A Sergeant sat me down a few days ago at my CFRC to explain how it works when I'm applying for a trade. Take MARS Officer for example, which is what I'm currently applying for. My CFAT results came back saying that I do indeed have the score to qualify for the MARS trade. The Direct Entry Officer (DEO) plan for MARS is then outlined by an entry standards chart. It states that an ideal DEO candidate would have a Bachelor of Engineering, Science, or Arts; and an acceptable candidate would have any undergraduate degree from a recognized Canadian university. To sum it up, first your CFAT score determines whether you qualify for certain trades, second if you do qualify and would like to pursue the direct entry plan, there are academic requirements that you have to satisfy in order to continue.

Lastly, don't forget that depending on whether you're applying for regular or reserve force (full/part-time), there is a contract length of how many years you have to serve before you can release. If your ultimate goal is to become a firefighter, do you really want to pursue other trades in the Navy for x number of years before being able to pursue the firefighter career ? Keep in mind that Fire Fighter is also a trade in the CF, do some research on it and see if that's something you'd like to do. It's the best of both worlds if you want to experience the CF and become a firefighter. You can find the trade by clicking on this link: http://www.forces.ca/en/job/firefighter-62


----------



## mariomike (24 Jun 2015)

From the Original Post, it sounded to me like firefighting is something s/he wants to do after they get out,



			
				LayeSone said:
			
		

> When I get out of the navy I would like to pursue a career in firefighting.





			
				BlueAngels14 said:
			
		

> If I understand you correctly, you'd like to pursue one of the trades you mentioned above in the Navy, then pursue a firefighter career after experiencing the Navy ?


----------



## BlueAngels14 (24 Jun 2015)

**Listed records:**
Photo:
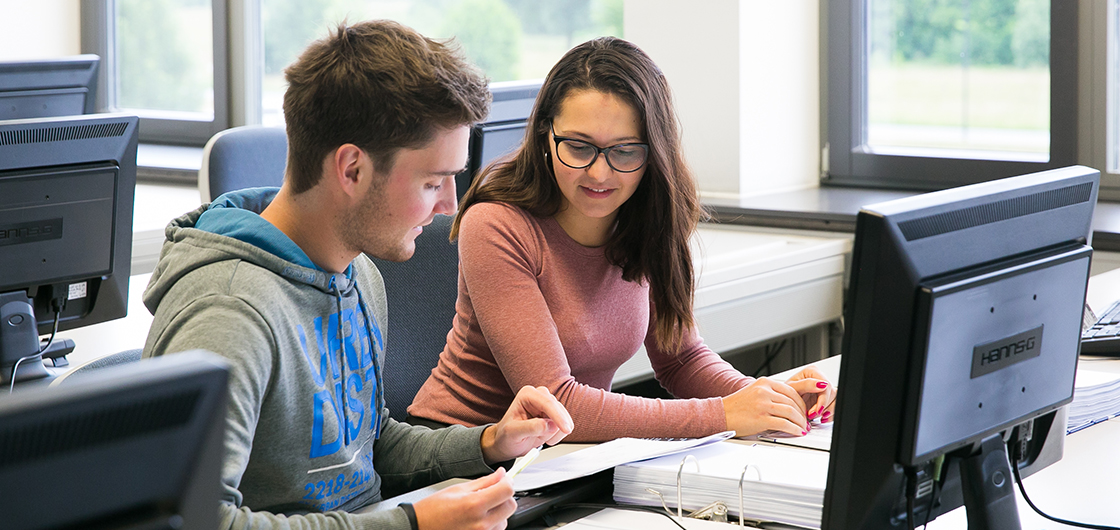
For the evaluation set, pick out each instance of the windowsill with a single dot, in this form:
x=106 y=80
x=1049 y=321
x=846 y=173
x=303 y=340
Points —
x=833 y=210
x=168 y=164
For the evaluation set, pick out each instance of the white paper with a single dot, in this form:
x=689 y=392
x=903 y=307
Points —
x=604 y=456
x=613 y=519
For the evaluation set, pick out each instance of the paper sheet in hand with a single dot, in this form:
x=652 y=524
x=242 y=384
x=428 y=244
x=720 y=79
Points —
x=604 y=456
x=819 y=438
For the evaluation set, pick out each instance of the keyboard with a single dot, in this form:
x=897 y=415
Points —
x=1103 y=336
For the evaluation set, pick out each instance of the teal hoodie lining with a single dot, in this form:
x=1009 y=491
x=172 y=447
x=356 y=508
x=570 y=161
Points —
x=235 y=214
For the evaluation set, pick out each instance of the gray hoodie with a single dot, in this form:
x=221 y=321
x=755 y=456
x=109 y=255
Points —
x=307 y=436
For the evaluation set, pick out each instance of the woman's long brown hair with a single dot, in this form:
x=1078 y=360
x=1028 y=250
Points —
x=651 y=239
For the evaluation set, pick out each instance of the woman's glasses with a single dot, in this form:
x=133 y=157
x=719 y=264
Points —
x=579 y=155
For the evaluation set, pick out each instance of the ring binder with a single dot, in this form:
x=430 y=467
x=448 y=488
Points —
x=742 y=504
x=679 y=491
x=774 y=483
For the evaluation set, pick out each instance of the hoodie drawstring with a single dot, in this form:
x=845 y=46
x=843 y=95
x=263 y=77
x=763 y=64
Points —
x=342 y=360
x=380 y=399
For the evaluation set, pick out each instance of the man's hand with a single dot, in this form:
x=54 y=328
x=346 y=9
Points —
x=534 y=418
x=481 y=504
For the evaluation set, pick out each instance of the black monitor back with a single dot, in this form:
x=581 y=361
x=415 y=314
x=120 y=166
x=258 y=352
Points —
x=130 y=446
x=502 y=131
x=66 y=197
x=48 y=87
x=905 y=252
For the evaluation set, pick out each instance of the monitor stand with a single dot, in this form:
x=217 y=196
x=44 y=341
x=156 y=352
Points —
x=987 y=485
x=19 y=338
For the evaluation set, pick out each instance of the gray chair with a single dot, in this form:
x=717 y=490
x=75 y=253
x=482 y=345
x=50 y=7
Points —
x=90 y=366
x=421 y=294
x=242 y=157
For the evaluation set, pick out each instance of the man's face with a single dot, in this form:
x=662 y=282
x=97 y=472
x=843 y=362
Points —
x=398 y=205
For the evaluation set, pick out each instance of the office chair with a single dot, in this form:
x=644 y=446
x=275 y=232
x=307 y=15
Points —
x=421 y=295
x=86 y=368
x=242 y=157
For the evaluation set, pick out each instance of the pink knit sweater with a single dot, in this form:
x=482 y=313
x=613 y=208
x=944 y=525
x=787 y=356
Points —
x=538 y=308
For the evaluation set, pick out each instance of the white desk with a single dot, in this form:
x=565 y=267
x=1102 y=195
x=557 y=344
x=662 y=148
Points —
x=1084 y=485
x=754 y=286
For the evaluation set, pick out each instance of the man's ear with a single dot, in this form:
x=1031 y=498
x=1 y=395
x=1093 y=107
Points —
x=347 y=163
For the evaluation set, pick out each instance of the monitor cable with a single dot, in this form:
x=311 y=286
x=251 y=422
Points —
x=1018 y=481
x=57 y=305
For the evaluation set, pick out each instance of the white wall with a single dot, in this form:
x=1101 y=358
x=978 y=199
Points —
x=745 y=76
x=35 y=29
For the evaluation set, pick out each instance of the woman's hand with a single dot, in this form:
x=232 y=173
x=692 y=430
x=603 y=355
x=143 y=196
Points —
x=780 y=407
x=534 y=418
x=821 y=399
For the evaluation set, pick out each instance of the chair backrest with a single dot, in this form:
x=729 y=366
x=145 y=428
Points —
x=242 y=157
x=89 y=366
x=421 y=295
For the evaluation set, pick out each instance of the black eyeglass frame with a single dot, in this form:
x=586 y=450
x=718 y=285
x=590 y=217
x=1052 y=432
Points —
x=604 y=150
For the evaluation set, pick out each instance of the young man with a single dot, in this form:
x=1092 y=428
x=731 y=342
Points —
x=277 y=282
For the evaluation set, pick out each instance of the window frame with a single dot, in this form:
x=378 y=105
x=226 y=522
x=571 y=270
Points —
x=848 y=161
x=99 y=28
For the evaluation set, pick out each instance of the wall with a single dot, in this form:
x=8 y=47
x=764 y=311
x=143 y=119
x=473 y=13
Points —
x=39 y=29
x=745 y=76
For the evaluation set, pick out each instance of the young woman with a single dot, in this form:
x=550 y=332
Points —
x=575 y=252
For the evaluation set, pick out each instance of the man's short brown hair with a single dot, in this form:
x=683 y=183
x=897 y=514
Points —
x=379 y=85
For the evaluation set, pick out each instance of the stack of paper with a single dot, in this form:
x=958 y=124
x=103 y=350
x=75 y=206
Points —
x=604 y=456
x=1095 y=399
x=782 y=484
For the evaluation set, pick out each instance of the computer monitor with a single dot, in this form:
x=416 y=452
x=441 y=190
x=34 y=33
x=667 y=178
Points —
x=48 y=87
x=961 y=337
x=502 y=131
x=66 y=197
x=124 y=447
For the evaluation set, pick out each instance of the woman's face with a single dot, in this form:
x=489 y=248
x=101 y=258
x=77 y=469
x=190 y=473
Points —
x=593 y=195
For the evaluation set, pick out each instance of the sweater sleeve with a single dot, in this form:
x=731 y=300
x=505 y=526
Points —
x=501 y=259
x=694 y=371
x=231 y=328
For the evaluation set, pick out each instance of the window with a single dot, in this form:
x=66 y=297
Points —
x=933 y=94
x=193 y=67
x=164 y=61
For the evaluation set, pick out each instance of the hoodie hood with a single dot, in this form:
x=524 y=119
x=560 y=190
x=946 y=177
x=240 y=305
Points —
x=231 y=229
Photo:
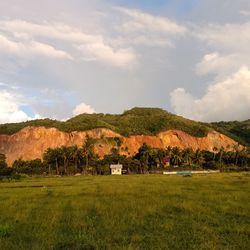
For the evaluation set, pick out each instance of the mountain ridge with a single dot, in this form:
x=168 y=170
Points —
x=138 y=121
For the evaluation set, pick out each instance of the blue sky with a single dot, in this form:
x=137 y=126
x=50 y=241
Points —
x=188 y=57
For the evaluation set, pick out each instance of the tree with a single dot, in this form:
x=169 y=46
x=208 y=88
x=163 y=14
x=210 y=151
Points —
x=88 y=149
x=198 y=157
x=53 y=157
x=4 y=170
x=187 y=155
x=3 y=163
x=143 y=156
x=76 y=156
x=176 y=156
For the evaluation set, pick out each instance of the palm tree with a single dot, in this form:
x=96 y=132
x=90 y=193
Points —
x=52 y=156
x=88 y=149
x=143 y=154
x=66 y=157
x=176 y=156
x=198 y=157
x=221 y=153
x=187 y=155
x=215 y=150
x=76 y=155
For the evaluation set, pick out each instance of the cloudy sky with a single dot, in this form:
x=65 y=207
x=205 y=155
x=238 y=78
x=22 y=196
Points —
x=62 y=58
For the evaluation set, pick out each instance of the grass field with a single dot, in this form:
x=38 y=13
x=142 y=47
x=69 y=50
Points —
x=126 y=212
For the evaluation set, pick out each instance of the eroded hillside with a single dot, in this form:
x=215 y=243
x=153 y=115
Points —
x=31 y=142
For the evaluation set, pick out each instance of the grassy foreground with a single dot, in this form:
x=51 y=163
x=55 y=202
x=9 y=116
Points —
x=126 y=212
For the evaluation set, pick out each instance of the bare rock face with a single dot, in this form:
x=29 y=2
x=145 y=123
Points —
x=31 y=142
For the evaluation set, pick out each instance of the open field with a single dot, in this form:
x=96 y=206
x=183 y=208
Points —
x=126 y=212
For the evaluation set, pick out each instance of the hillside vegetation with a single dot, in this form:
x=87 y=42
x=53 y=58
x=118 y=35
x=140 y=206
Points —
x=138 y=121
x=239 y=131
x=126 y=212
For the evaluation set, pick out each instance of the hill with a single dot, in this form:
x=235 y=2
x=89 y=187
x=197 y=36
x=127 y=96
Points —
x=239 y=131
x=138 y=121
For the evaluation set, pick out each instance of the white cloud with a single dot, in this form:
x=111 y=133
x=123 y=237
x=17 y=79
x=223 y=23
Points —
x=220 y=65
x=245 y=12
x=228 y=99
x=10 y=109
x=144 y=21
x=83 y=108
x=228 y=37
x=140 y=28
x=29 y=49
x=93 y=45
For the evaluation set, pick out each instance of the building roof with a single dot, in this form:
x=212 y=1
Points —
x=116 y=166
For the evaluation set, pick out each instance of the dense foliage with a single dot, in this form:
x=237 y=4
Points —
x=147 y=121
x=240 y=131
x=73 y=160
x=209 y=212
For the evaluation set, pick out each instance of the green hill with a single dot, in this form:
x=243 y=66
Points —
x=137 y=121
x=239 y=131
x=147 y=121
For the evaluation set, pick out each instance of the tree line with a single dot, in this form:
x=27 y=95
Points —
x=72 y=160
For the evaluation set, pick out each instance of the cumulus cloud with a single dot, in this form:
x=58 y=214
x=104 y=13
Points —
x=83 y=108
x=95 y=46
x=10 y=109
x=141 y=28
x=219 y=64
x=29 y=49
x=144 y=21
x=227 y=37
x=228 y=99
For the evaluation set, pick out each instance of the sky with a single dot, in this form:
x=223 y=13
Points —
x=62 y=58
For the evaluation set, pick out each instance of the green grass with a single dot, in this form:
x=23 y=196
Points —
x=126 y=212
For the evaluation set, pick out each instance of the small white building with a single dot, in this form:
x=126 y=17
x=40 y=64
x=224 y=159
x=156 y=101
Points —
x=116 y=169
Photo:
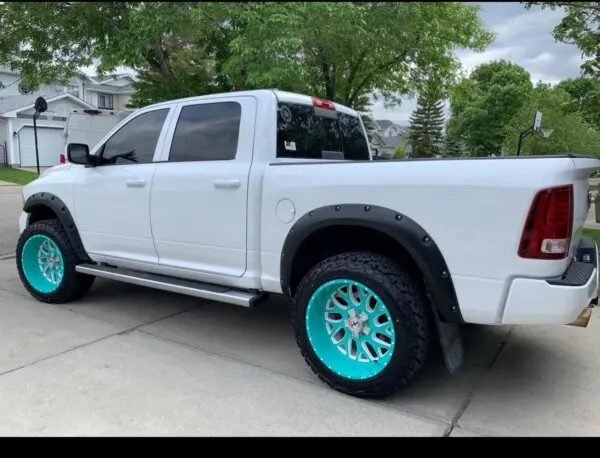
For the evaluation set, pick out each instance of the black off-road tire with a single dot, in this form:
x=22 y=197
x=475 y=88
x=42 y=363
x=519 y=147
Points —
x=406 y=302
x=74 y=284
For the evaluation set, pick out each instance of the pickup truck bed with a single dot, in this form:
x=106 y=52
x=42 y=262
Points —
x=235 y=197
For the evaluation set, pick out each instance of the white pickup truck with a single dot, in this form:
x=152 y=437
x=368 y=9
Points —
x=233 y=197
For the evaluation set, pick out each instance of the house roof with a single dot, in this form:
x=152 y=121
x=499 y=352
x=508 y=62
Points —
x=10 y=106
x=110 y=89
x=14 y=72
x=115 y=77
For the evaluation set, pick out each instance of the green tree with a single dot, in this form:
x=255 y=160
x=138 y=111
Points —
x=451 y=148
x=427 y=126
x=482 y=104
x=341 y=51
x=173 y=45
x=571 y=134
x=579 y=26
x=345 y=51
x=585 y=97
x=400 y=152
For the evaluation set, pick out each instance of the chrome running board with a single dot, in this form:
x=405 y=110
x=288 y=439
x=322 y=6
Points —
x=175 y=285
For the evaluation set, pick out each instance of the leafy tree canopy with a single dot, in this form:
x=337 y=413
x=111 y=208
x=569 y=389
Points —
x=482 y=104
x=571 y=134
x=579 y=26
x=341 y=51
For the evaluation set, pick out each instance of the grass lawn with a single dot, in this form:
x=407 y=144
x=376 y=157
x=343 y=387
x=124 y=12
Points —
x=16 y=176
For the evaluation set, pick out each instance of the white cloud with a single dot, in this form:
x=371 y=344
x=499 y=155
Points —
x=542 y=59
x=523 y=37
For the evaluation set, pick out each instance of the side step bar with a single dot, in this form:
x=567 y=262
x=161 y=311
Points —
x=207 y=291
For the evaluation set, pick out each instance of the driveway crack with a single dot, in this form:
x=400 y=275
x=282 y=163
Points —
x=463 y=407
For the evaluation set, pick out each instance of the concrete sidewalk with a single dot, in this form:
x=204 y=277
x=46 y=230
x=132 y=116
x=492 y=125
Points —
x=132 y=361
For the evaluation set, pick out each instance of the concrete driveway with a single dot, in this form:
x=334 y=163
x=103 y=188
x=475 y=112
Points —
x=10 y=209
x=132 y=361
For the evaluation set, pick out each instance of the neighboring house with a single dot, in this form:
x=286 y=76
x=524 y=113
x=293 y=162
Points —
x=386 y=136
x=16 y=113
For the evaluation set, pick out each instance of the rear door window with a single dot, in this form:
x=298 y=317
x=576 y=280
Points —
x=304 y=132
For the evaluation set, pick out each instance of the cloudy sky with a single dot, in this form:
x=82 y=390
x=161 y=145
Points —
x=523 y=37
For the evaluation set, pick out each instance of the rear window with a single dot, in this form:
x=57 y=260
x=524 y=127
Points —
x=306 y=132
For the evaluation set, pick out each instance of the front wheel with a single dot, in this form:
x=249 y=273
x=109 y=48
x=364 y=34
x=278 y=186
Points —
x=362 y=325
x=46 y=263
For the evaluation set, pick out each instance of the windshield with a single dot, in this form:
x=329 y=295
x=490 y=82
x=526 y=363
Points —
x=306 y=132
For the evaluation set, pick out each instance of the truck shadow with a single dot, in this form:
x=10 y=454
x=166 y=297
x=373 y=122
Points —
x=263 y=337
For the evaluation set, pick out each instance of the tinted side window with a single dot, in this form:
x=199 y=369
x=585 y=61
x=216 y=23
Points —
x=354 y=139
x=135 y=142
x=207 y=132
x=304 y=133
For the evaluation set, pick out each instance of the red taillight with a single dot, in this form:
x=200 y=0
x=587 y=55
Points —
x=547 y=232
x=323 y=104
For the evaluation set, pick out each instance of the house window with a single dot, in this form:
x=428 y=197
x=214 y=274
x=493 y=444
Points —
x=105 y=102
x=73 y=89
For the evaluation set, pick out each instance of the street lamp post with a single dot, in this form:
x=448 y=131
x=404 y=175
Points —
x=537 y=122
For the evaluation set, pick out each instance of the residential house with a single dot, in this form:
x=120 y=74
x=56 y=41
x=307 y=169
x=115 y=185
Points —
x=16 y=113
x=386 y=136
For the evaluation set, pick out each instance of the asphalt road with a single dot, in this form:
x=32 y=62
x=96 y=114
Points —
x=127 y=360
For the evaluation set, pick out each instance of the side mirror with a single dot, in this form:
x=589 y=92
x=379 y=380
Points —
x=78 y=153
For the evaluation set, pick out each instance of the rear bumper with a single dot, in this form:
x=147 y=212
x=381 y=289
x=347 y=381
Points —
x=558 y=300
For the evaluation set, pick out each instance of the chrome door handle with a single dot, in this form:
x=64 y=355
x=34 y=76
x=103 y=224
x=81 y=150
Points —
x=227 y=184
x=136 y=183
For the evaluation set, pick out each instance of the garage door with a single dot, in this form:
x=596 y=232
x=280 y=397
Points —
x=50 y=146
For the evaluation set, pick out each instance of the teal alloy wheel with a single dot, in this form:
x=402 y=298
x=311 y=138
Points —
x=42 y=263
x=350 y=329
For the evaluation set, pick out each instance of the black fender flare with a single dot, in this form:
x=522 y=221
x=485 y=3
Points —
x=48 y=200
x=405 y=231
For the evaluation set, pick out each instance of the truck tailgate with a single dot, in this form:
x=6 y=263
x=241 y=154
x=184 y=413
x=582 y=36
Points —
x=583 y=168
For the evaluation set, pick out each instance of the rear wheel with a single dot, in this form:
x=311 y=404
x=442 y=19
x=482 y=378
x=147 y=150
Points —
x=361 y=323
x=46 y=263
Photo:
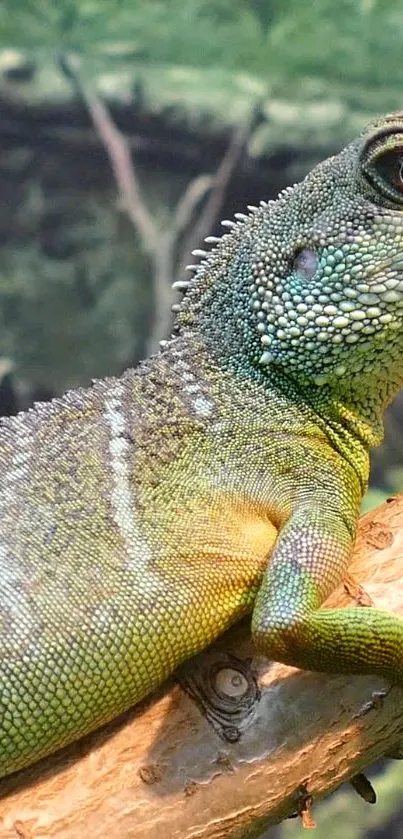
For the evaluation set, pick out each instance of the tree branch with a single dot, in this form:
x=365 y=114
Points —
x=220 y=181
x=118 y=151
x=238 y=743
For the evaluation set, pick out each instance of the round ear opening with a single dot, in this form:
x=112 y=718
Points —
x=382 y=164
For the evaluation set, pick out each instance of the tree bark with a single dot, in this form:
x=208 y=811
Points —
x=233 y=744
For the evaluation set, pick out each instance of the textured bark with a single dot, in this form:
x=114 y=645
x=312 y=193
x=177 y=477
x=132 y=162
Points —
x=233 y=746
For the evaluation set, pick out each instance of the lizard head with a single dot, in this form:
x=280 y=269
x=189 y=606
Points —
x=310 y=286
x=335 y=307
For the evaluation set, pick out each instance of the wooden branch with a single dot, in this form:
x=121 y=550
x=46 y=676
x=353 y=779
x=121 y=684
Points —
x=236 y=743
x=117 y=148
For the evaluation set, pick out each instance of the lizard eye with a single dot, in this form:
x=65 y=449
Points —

**Work instructions:**
- a) Answer these questions using the forum thread.
(i) What did the CFAT results show about the MARS trade?
(ii) According to the entry standards chart, which degrees would an ideal DEO candidate for MARS hold?
(iii) What career did LayeSone say they would like to pursue after getting out of the navy?
- b) Carry on the forum thread from where it stops.
The data shown above is separate material from the forum thread.

**Per-task outputs:**
- a)
(i) They showed that the applicant has the score to qualify for the MARS trade.
(ii) A Bachelor of Engineering, Science, or Arts.
(iii) A career in firefighting.

- b)
Yea I see it now, you're right mariomike. Also just wanted to quote the direct entry part for Fire Fighter:

DIRECT ENTRY

If you already have a college diploma, the Forces will decide if your academic program matches the training criteria for this job and may place you directly into the required on-the-job training program following basic training. Basic training and military occupation training is required before being assigned.

Fire Fighter is a very popular occupation and, as a result, very competitive. Successful applicants often have additional education in a related field or previous experience as a full- or part-time fire fighter. Applicants should be physically fit, follow a physical fitness program and pursue an active and healthy lifestyle.

All applicants are required to successfully pass the Firefighter Pre-Entry Fitness Evaluation prior to beginning training at the Canadian Forces Fire Academy.


----------



## DAA (24 Jun 2015)

BlueAngels14 said:
			
		

> Yea I see it now, you're right mariomike. Also just wanted to quote the direct entry part for Fire Fighter:
> 
> DIRECT ENTRY
> 
> ...



Regrettably, there is NO such thing as "Direct Entry NCM", it just doesn't exist.  It's either unskilled, semi-skilled or skilled.  In reality, the CF has hired about 16 Fire Fighters so far this year and only 4 of those had any kind of prior fire fighting experience and or qualifications.

Having a College Diploma associated with an occupation "might" garner you some additional pay and or rank entitlements at the time of enrolment but it sure won't give you much of a leg up on someone who doesn't.  That's just the way things work.


----------



## Blackadder1916 (24 Jun 2015)

BlueAngels14 said:
			
		

> . . . . . I am by no means an expert but I am far enough into my application to have a clear understanding of the process. To answer your question in regards to how much of a chance you have with a high school diploma, it really depends on the trade and the entry plan you choose. Seeing that you mentioned quite a few "tech" and "engineer" trades, I would say that the chances are slim unless you're pursuing the subsidized education plan.  . . . . .



Yes, I agree, you are no expert.   . . . "the chances are slim" . . .  huh? I would suggest you stay within your lanes.

To the OP - the chances are the same for everybody.  The majority of people who enter the CAF (soldiers, sailors and the other guys) do so with only a high school diploma (or sometimes with less - though not as many as when I joined).  Yes, there are a lot of individuals who enroll having already met the educational requirements of their occupation (mostly DEO . . officers, and some already trained tradesmen) but the Forces train from scratch most of it personnel, either in CF run schools, in civilian schools contracted to provide (in part or in whole) the necessary training, or by subsidizing members to attend civilian schools which are deemed acceptable (by the CF).  How education and training is provided is determined by the CF depending on a lot of factors.  The only way for you to find out if you are acceptable is to apply.


----------



## mariomike (24 Jun 2015)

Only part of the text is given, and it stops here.